* _DIRECTIONS_
(A) From the account of Lily and her pendant, echo the part that opens with the words containing "The people who" and closes with "remaining belongings stolen.".
(B) In the account of Lily and her pendant, where did Lily's brother hide the gold pendant?
(C) Based on the account of Lily and her pendant, decide whether each statement agrees with the text. (i) Lily was 14 when she was deported from Bonyhad. (ii) Lily's brother Bela was sent to the right along with her. (iii) The sisters stayed about six months in Auschwitz before being moved to a factory near Leipzig.

* _TEXT SHOWN_
/---
Life was good until the Nazis came. Lily was a teenager when the Nazis arrived in Hungary and her life was to change forever.

The Nazis hated Jewish people and would not allow them to lead normal lives.

They confiscated property and valuables and made Jewish people live in terrible conditions.

Lily and her family were Jewish. One day they were ordered to hand in all their gold and jewellery.

Lily’s brother knew how important the tiny gold pendant was to his sister so he hid it in the heel of their mother’s shoe.

In July 1944, when Lily was 14 the Nazis deported her from her town of Bonyhad with her mother, brother and three sisters.

They were taken by train, crammed into dark and almost airless cattle trucks, to Auschwitz. The small pendant went with them.

It was still safe inside the heel of her mother’s shoe. Lily and her mother wore the same size of shoe and as they arrived at the camp her mother asked Lily to swap shoes with her. Lily put on her mother’s shoes.

Although this happened over 70 years ago Lily can still remember her arrival at the camp.

After the long and terrible journey “everyone was half-dead”. They were ordered to climb out of the train and stand together five in a row.

There was a man with a stick in his hand. It was Dr Mengele, the notorious Nazi doctor who became known as the Angel of Death for his brutal experiments on inmates, though at the time Lily didn’t know who he was.

With one movement of his hand Dr Mengele sealed the fate of the people before him. He sent people right or left — to life or to death.

The people who were sent to the left were taken immediately to the gas chambers and crematorium.

Lily and her two sisters, Renee and Piri, went right.

Her mother Nina, brother Bela and sister Berta went left. She never saw them again.

Lily and her two sisters were ordered to take a shower, their hair was cut and their remaining belongings stolen.

The Nazis left them with only their shoes and in the heel of Lily’s shoe the tiny pendant lay hidden, Lily’s last link with her mother.

Lily and her sisters saw a fire in the chimneys, and a smelt a terrible smell.

They thought it was a factory and asked people about it. They were told it was not a factory and that it was Lily’s family who were being burned there with all the others who had been sent down the path to the left.

This knowledge made Lily even more determined to keep her pendant safe.

It was her only remaining possession and a reminder of her happy childhood. It was a link to her murdered mother and a symbol of defiance. The Nazis would not be allowed to steal it.

The guards ordered valuables to be handed over but her pendant stayed in the heel of her shoe. When the shoes wore out she placed the pendant in her daily ration of bread.

After about four months in Auschwitz, the sisters were transferred to an ammunition factory near Leipzig. The pendant went with them.
\---
* _INPUT DATA_
/---
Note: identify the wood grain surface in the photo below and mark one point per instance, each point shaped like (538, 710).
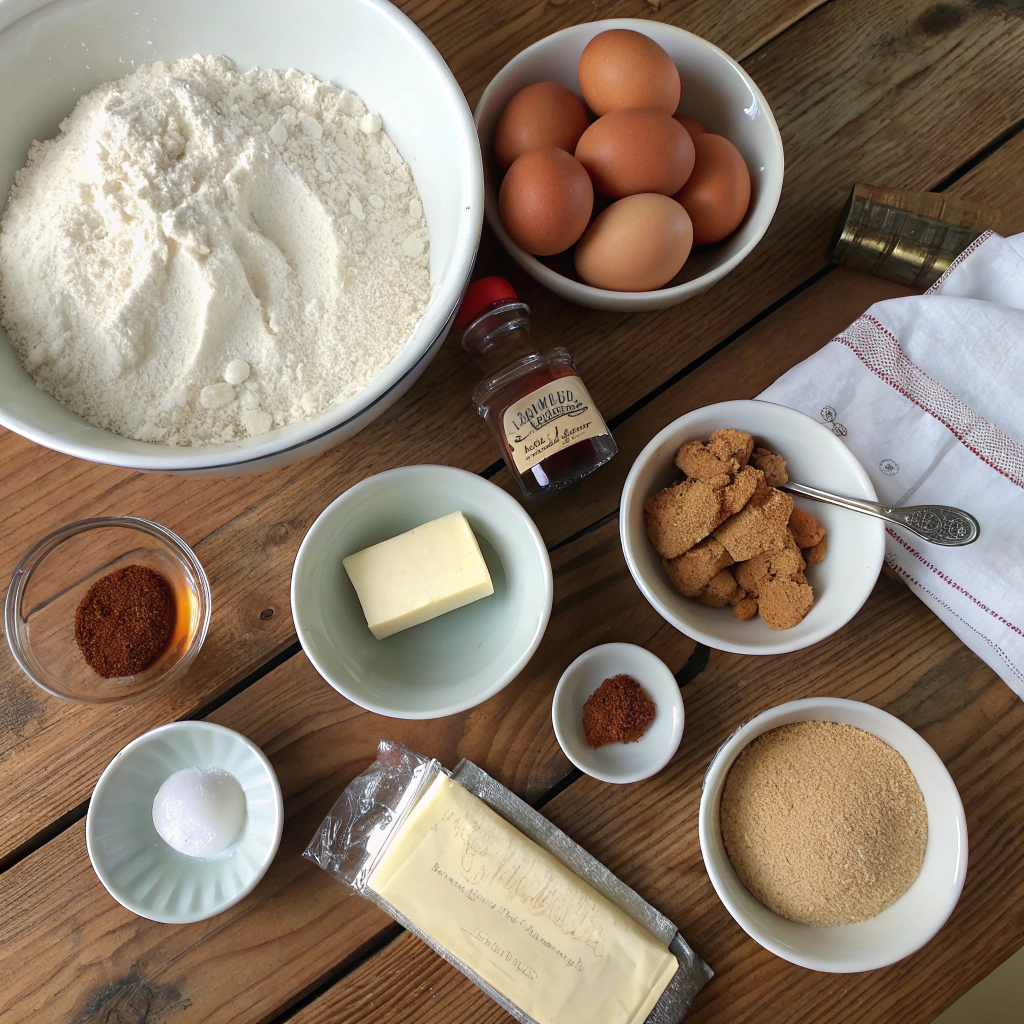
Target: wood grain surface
\---
* _TASK RESPONSES_
(A)
The people who were sent to the left were taken immediately to the gas chambers and crematorium.

Lily and her two sisters, Renee and Piri, went right.

Her mother Nina, brother Bela and sister Berta went left. She never saw them again.

Lily and her two sisters were ordered to take a shower, their hair was cut and their remaining belongings stolen.

(B) In the heel of their mother's shoe.

(C)
(i) Yes: "In July 1944, when Lily was 14 the Nazis deported her from her town of Bonyhad"
(ii) No: "Her mother Nina, brother Bela and sister Berta went left."
(iii) No: "After about four months in Auschwitz, the sisters were transferred to an ammunition factory near Leipzig."